── Information given ──

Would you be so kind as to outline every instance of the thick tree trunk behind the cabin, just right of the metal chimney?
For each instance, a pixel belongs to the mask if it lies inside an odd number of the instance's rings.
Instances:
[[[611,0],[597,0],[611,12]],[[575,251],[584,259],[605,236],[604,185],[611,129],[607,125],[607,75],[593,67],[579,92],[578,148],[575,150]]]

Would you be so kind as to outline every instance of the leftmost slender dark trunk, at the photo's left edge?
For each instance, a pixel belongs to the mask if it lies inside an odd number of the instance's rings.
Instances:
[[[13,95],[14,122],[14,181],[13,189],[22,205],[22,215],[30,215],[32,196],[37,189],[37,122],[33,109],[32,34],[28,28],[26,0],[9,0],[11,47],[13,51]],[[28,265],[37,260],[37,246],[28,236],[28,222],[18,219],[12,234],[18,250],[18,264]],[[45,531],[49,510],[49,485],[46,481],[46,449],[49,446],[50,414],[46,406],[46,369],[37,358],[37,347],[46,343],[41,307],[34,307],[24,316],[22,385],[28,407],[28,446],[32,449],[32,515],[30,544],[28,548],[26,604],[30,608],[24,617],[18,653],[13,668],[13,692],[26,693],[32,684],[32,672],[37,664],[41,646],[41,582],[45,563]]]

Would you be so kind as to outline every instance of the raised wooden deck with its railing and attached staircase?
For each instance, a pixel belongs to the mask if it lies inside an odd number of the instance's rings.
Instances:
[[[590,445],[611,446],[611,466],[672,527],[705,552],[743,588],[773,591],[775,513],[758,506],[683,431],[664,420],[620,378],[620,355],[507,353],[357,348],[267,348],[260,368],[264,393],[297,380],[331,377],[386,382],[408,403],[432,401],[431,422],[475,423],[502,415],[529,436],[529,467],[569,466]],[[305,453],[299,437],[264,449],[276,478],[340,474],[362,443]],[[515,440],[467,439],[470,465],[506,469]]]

───
── Information given ──

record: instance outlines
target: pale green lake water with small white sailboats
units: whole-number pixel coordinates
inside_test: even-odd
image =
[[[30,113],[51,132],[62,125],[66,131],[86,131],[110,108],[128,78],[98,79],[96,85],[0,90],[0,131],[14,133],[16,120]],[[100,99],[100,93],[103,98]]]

───

The lines to return are those in the material above that hold "kind".

Would you be so kind as to outline every instance of the thick tree trunk behind the cabin, just right of the metal chimney?
Would you be so kind as to outline every instance of the leftmost slender dark trunk, at the photo's left edge?
Would you be so kind as to outline every instance of the raised wooden deck with its railing and attached staircase?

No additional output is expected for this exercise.